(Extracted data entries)
********************

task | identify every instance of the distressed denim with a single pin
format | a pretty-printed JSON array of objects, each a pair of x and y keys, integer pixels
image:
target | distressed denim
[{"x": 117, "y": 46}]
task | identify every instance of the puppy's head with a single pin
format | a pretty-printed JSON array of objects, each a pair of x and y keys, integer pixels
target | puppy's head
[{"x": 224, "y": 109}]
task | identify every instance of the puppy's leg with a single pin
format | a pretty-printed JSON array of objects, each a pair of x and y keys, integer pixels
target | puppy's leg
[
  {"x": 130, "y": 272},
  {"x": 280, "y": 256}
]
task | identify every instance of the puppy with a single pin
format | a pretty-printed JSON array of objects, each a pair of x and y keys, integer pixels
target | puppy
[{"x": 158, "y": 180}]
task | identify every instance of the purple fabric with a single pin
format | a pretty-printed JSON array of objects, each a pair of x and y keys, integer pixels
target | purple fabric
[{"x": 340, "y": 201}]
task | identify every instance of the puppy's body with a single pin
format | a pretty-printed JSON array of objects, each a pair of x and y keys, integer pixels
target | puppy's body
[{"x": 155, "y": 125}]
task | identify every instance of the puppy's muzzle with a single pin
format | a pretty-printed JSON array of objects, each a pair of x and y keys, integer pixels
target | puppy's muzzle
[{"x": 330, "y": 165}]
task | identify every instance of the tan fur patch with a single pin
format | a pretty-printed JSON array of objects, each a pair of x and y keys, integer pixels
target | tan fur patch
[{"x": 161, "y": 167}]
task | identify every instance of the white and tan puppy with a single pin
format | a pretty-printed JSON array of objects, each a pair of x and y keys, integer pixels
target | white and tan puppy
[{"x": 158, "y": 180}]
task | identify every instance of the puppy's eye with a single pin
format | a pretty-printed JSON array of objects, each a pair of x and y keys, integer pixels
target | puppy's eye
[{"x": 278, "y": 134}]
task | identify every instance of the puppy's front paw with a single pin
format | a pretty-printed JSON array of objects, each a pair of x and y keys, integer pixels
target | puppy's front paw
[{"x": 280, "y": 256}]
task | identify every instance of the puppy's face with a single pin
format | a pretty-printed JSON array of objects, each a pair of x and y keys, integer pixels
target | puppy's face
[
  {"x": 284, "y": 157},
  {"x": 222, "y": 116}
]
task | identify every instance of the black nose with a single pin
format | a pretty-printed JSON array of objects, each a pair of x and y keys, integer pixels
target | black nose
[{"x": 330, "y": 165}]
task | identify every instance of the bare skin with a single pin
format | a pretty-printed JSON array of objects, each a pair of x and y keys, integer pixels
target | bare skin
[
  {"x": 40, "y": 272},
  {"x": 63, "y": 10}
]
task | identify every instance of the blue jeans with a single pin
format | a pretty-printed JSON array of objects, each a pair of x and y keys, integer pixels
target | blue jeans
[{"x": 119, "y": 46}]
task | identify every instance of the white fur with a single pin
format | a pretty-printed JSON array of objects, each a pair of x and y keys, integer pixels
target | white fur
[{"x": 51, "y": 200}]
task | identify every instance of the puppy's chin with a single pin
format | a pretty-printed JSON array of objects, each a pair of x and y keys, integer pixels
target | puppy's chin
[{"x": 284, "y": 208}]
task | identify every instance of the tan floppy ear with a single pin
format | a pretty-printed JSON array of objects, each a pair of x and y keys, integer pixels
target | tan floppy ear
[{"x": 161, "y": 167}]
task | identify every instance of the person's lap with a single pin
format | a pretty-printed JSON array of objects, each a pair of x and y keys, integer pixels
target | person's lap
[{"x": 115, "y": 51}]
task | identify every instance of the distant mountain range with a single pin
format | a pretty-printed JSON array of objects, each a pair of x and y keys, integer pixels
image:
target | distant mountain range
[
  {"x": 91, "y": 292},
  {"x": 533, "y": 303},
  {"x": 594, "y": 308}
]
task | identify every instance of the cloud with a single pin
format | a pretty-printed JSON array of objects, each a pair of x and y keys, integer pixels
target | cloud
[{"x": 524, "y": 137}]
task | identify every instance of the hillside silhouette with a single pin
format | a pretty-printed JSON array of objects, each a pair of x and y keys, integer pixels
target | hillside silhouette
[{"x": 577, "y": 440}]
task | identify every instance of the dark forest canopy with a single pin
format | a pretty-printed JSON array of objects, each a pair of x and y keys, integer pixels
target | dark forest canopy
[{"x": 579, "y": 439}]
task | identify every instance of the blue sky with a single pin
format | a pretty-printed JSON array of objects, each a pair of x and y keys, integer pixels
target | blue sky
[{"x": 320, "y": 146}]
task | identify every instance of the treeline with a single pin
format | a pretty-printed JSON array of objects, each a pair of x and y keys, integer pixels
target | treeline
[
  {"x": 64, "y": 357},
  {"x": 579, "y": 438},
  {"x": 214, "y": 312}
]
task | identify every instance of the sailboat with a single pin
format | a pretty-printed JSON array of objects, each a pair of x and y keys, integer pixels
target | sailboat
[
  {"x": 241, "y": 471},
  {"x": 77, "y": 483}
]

********************

Copy the data word for word, from the line containing "task | identify every instance of the blue sky" through the last line of the data, including both of those lines.

__Answer for this exercise__
task | identify every instance of the blue sky with a single pin
format | a pretty-printed JSON array of objects, each a pair of x and y keys, integer pixels
target | blue sky
[{"x": 320, "y": 146}]
task | identify every instance of the treeline with a single pin
format | a pretty-printed JSON array of objects, each a pair of x and y keys, integer pixels
target | treeline
[
  {"x": 64, "y": 357},
  {"x": 579, "y": 438},
  {"x": 214, "y": 312}
]
task | identify every instance of the sailboat with a single pin
format | a pretty-printed JSON array of objects, each a pair of x and y keys, integer pixels
target | sailboat
[
  {"x": 241, "y": 471},
  {"x": 77, "y": 483}
]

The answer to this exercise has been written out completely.